### WHAT YOU WILL DO
Write out all of the entries below word for word, keeping every line as it appears.

### Location labeling entries
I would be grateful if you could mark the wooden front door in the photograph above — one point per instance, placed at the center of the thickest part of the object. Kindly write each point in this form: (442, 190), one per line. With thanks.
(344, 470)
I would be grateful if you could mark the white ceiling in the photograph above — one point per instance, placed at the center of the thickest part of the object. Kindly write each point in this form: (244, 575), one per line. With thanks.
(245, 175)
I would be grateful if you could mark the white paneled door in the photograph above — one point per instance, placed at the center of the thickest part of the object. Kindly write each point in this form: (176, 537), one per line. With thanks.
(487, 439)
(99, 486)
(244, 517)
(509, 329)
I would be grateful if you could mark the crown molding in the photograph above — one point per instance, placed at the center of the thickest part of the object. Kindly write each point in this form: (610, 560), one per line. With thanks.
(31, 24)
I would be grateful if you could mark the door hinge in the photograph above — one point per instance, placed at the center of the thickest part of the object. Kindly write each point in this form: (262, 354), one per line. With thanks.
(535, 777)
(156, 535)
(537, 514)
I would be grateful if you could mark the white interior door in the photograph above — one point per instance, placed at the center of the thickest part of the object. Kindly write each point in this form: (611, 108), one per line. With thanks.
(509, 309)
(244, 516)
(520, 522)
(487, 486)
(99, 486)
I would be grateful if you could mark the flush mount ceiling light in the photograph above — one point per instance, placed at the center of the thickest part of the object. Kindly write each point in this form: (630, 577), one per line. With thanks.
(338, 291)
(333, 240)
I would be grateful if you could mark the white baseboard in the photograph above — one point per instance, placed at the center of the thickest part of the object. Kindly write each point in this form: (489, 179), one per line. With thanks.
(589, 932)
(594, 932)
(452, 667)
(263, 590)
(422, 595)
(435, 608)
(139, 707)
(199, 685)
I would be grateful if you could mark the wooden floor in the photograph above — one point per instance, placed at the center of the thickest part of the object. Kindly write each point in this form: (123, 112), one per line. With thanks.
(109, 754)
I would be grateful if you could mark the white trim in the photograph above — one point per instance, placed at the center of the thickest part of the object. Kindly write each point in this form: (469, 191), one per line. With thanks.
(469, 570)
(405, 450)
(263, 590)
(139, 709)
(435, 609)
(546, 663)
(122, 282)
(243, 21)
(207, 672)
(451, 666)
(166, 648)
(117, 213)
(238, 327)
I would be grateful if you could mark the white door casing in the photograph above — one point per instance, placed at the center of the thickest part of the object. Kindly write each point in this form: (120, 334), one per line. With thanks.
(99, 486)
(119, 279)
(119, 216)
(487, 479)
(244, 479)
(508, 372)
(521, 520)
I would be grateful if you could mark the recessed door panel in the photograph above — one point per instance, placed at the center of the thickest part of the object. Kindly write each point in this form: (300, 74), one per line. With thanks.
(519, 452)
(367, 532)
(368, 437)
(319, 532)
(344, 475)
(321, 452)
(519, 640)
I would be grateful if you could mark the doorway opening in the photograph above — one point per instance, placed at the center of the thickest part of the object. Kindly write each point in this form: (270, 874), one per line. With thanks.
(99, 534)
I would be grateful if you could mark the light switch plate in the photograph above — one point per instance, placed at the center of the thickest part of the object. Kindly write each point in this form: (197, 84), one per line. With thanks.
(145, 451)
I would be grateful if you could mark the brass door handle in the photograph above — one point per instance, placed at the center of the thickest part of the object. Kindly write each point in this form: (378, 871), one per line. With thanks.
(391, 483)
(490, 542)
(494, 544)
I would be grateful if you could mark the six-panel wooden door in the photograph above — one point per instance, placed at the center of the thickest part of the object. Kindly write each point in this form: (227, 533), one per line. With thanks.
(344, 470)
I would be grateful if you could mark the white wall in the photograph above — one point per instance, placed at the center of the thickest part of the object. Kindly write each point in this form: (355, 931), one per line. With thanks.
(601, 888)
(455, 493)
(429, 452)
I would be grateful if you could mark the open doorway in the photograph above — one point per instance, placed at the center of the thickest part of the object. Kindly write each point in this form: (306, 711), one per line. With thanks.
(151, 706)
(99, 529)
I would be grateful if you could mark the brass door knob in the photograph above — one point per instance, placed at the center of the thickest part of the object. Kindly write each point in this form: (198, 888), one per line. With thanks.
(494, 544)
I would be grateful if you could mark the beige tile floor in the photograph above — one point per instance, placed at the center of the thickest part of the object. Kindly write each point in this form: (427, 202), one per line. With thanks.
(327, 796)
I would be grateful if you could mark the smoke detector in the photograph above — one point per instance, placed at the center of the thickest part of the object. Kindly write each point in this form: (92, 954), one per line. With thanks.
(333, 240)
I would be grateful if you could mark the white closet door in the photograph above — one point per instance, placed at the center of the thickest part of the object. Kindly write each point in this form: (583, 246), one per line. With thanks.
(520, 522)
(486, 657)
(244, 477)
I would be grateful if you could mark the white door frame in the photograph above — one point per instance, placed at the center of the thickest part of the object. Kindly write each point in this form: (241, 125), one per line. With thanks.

### SOLUTION TO THIS EXERCISE
I would be grateful if you could mark the wooden front door in the photograph above — one point per instance, placed at the center of the thickest part of the object. Kindly write each point in this form: (442, 190), one per line. With thanks.
(344, 470)
I would be grateful if you could mark the white ceiling in the photograph above — one point per instance, placed at the center of the thickest part of the object. Kindly write each point in this form: (244, 575), one per line. With thanks.
(245, 175)
I would be grateful if you could mark the white paneled door in the photograph above — one point per instance, placed at the center of the thickest part of the object. Kindly write each point in this form: (176, 537), one per line. With thanks.
(487, 439)
(99, 486)
(244, 517)
(509, 329)
I would be grateful if you could mark the crown molding in the photograph above — one point per instance, placed at the center of the thickest part of the object. Kindly write each point in this form: (610, 560), one per line. With thanks.
(31, 24)
I would be grateful if you could mark the door hinge in the photograph above — one point per instance, placed at the center of the thickest part of the object. Kindly write each point in this form: (262, 354), one per line. With thanks.
(535, 777)
(156, 535)
(537, 514)
I would be grateful if you could mark the white interior door in the photograph above — one point per instance, placed at the center of the thickest part of the object. Kindly write each point in this form: (611, 108), one per line. With thanks.
(509, 309)
(244, 516)
(520, 522)
(487, 486)
(99, 486)
I would be grateful if you could mark the flush mount ceiling light in the photograph above — one point per instance, placed at the center of the thickest part of the object. Kindly write each point in this form: (630, 577), one per line. With thanks.
(338, 291)
(333, 240)
I would be grateful if you could mark the white baseboard in the photograph above — one point per instance, placed at the center of the thickest part of the object. Kindly write each point in this form: (489, 179), one per line. With thanks.
(589, 932)
(594, 932)
(452, 667)
(263, 590)
(422, 595)
(435, 608)
(139, 707)
(199, 685)
I would be grateful if you could mark the wooden floor in the photograph above — one point per instance, placed at the center of the thickest part of the object. Kindly write each point in this form: (123, 112), one per line. With thanks.
(109, 754)
I would be grateful if you could mark the white trim in the photograph above — one point per instance, placed at the center of the thickest part of the object. Kindly write each point in this form: (469, 191), one per line. With thanks.
(469, 570)
(405, 450)
(263, 590)
(139, 709)
(435, 609)
(546, 663)
(122, 282)
(243, 21)
(207, 672)
(451, 666)
(166, 648)
(117, 213)
(238, 327)
I would be grateful if you could mark the white door casing in the photograph above — one point per instance, placed at the center of the thickest part of the object. Kindly write each point in this form: (120, 334), one per line. With thanks.
(99, 486)
(119, 279)
(119, 216)
(487, 479)
(244, 479)
(508, 372)
(521, 520)
I would be grateful if you could mark the recessed door panel in the photograph above — one point per instance, placed at the center of the thickest part of the object. Kindly write each point in this form: (300, 74), one per line. With thanks.
(519, 452)
(367, 532)
(368, 437)
(319, 532)
(344, 475)
(321, 452)
(519, 640)
I would be grateful if you could mark the doorway opening in the photograph above — one point per instance, placed at the center of the thickest part of the object. Kindly write each point in this form: (270, 874), one per line. With thanks.
(99, 534)
I would be grateful if you could mark the light switch plate in the photograph above — one point per instance, placed at the center of the thickest part of the object. Kindly write each point in this form: (197, 84), one per line. With thanks.
(145, 451)
I would be grateful if you could mark the brass door handle in the photograph above — one point per instance, placed at the center of the thickest part of the object. Kindly write each point in this form: (378, 871), one per line. With thanks.
(391, 483)
(490, 542)
(494, 544)
I would be grateful if you could mark the six-panel wooden door in the photograph above — one point per instance, placed at the center of the thickest part of the object. Kindly write each point in this form: (227, 533), one per line. With thanks.
(344, 470)
I would be grateful if you could mark the white wall in the photograph above — one point per instance, placed at the center of the thickest part of the object. Kindly write each point in this form: (355, 931), one per line. With thanks.
(601, 888)
(455, 493)
(429, 452)
I would be grateful if you could mark the open doorway in the photograph above — one point per instance, placed at the center of the thickest part of the object. Kindly write each point in this form: (306, 711), one per line. With thanks.
(151, 706)
(99, 529)
I would be grateful if you could mark the brass door knob in the photograph above — one point per instance, placed at the center of the thickest part of the object. Kindly write each point in this form: (198, 888), one per line. With thanks.
(494, 544)
I would be grateful if you could mark the beige tile floor in the photograph above — one point per instance, placed at the center of the thickest part of the object. Kindly write each point in this form: (427, 202), one per line. With thanks.
(327, 796)
I would be grateful if you could mark the smoke detector in the photograph above — one point per instance, placed at the center of the thickest part of the object. Kindly write each point in this form: (92, 954), one per line. With thanks.
(333, 240)
I would be grateful if you could mark the white closet door in the photograph above — one point per instance, placed at the center of the thickest part of the object. Kindly write each point in this form: (583, 246), one per line. With thanks.
(520, 522)
(486, 657)
(244, 477)
I would be grateful if you could mark the white door frame in the photograph above — one point per instance, placed at the center of the thickest part of the object. Kindly write each point in this form: (241, 125), one per line. With thanks.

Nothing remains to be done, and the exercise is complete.